■ Supplied passage:

I am so there with you. Let's both promise to continue to take our meds, post on this board and stay in touch with our pdocs, OK?

Hugs...wish there was more I could do.

Missy

 
 
iVillage Member
Registered: 10-02-2003
Wed, 09-07-2005 - 11:09am

Keli,

Right now you are going through alot. You have been stirring up some past memories and dealing with your parents. As you well know us BP's can't have too much stress because it wipes us out and triggers the crap out of us. I do understand how you feel like life isn't going to get better, but it will. Unfortunately, with us being BP we have to go on rollercoaster rides...the big ones that almost take your breath away. That is so hard to handle, I know. Be kind to yourself. You have an illness and you are working on treating it. I am sure if you were off your meds it would be even worse...alot worse.

I am so glad you called your pdoc and she gave you something. I hope it begins to work real soon. This is going to be hard work with your tdoc. Keep in close touch with her. Especailly when you are this down. Your tdoc may be able to help calm you down and give you insight on how to cope until your next appointment.

■ Exercise details: From the support forum posts above, copy word for word the part that opens with the words "Right now you" and closes with "even worse...alot worse.".

■ Data below:
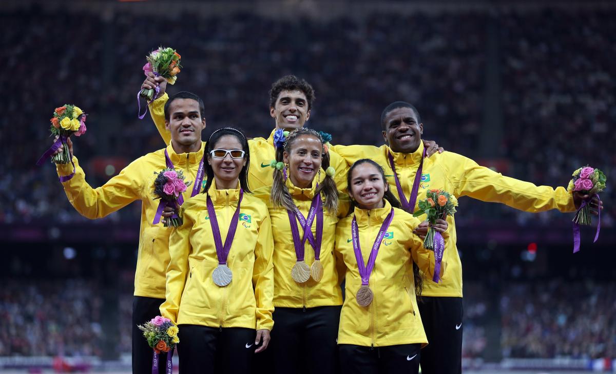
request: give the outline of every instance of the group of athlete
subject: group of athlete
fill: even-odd
[[[270,90],[267,138],[220,127],[203,141],[201,99],[169,97],[152,74],[142,85],[156,86],[148,108],[167,146],[92,188],[69,139],[75,171],[62,183],[91,219],[142,202],[134,373],[152,372],[137,325],[158,315],[179,327],[180,374],[411,373],[420,363],[423,373],[460,373],[455,219],[431,225],[445,241],[436,283],[434,252],[423,248],[430,227],[413,217],[416,202],[441,189],[532,212],[572,212],[585,199],[600,209],[596,197],[505,177],[422,140],[419,113],[403,101],[383,110],[378,127],[349,129],[381,131],[384,145],[336,145],[304,127],[314,90],[286,76]],[[163,213],[179,215],[177,228],[153,224],[154,172],[170,166],[194,183],[180,207]],[[57,168],[60,177],[73,171]]]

■ Task solution:
Right now you are going through alot. You have been stirring up some past memories and dealing with your parents. As you well know us BP's can't have too much stress because it wipes us out and triggers the crap out of us. I do understand how you feel like life isn't going to get better, but it will. Unfortunately, with us being BP we have to go on rollercoaster rides...the big ones that almost take your breath away. That is so hard to handle, I know. Be kind to yourself. You have an illness and you are working on treating it. I am sure if you were off your meds it would be even worse...alot worse.